▶ [Prompt]
Begin at the line below that contains "Return a point for each instance of the black shoe". Repeat it and all remaining lines of the records exactly.

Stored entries
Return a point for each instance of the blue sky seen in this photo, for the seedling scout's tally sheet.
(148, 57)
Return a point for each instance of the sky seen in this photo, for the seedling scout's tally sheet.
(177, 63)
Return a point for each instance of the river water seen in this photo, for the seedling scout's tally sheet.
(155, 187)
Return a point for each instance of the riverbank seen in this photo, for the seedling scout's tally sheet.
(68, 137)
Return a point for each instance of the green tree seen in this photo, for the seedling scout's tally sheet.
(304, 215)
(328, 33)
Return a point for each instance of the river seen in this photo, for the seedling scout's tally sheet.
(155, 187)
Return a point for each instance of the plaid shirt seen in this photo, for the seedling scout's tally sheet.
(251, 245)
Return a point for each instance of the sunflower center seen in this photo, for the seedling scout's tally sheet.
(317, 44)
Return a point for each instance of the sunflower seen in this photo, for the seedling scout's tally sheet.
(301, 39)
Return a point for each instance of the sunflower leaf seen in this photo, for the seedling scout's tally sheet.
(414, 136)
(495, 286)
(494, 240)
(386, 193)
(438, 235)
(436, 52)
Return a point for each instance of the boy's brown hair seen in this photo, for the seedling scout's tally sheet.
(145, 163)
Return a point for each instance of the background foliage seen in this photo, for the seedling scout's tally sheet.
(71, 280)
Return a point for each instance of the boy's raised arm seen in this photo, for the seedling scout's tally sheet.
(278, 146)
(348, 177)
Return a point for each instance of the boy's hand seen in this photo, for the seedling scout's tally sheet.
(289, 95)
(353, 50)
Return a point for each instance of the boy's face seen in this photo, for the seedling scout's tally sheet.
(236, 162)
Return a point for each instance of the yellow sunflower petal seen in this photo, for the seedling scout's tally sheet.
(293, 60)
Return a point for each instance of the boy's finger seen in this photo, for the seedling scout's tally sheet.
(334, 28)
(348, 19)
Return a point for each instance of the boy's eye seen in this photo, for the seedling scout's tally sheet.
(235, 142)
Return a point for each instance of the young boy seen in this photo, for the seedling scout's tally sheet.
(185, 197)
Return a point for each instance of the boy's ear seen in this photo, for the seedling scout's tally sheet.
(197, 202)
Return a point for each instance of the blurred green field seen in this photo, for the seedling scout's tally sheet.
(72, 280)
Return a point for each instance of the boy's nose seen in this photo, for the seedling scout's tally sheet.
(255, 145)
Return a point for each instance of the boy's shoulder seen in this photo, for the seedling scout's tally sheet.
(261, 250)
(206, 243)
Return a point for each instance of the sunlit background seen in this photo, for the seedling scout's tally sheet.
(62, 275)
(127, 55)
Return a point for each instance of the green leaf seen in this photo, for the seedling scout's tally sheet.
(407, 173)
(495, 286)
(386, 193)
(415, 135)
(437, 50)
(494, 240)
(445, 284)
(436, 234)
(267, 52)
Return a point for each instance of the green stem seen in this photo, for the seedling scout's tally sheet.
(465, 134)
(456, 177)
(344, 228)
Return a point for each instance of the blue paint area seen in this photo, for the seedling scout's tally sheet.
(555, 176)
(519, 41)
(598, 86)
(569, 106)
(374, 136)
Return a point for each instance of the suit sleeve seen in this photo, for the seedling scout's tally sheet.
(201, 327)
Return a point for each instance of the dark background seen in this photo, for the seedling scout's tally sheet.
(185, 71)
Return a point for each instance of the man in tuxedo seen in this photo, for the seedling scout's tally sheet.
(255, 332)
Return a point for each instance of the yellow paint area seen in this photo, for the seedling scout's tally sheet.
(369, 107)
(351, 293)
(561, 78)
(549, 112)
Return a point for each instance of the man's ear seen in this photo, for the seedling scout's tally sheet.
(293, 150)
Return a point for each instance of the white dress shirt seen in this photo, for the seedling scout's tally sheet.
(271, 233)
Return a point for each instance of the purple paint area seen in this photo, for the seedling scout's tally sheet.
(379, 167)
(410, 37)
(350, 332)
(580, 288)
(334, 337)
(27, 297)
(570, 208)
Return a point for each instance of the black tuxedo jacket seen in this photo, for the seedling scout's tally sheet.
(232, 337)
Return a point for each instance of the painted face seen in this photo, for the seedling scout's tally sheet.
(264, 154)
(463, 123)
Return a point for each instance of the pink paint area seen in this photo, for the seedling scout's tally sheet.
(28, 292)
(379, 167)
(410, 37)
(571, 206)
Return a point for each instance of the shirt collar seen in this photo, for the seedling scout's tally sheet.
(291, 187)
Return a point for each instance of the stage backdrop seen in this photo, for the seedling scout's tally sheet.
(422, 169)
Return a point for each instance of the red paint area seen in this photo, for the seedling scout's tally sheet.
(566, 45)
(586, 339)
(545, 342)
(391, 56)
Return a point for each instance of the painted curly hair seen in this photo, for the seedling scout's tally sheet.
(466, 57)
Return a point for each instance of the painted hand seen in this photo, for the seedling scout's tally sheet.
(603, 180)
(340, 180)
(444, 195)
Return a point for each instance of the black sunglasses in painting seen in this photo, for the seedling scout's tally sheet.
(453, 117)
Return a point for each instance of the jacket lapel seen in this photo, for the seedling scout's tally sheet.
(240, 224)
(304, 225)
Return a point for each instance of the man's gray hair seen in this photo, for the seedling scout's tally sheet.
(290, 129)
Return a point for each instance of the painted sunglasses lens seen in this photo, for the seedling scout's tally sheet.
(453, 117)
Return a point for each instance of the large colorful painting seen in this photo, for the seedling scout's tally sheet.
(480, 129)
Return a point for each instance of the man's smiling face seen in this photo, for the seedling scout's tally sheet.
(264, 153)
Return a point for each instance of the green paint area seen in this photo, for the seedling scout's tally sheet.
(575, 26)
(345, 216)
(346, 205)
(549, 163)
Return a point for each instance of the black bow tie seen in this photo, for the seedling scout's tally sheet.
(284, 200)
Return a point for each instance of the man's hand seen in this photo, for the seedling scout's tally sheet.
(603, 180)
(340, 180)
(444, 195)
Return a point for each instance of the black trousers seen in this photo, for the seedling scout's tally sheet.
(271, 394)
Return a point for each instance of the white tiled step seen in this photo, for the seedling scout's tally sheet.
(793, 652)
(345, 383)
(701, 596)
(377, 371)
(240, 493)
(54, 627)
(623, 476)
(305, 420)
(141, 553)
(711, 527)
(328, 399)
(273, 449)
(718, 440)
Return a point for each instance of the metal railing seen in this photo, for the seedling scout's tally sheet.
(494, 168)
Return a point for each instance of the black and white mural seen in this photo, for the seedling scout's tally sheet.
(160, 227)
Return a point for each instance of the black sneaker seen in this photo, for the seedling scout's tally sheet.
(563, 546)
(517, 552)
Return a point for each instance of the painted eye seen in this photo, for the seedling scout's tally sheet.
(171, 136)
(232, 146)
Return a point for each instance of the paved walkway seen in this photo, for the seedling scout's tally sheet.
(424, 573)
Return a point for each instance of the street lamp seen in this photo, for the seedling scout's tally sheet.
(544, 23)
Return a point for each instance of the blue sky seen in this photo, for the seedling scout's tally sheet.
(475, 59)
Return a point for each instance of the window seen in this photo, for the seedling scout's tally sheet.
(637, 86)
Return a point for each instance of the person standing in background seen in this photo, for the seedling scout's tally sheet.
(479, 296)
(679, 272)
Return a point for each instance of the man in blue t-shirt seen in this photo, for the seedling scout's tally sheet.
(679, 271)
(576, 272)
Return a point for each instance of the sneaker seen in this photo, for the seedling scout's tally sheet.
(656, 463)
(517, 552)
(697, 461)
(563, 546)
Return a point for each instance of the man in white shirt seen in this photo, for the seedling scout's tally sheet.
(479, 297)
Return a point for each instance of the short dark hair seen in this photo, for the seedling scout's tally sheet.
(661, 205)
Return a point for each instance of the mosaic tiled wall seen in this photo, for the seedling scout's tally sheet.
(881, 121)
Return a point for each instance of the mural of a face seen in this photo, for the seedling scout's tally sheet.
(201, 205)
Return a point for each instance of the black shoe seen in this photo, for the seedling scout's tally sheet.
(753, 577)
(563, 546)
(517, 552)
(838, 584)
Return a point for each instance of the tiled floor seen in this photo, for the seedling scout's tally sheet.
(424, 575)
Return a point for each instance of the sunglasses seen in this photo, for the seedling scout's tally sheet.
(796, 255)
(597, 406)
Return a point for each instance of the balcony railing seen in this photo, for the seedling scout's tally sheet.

▶ [Task result]
Return a point for each instance of the black shoe seen in this photo, for the seedling scout's tally sheet.
(753, 577)
(563, 546)
(517, 552)
(838, 584)
Return a point for each instance of the tiled floor seen in this photo, for the seedling scout's tally sheet.
(424, 575)
Return a point for each instance of the sunglasses seen in this photo, for the seedling scout's tally sheet.
(796, 255)
(597, 406)
Return a point for each instance of the balcony railing seen in this photo, for the seedling scout's tally sheet.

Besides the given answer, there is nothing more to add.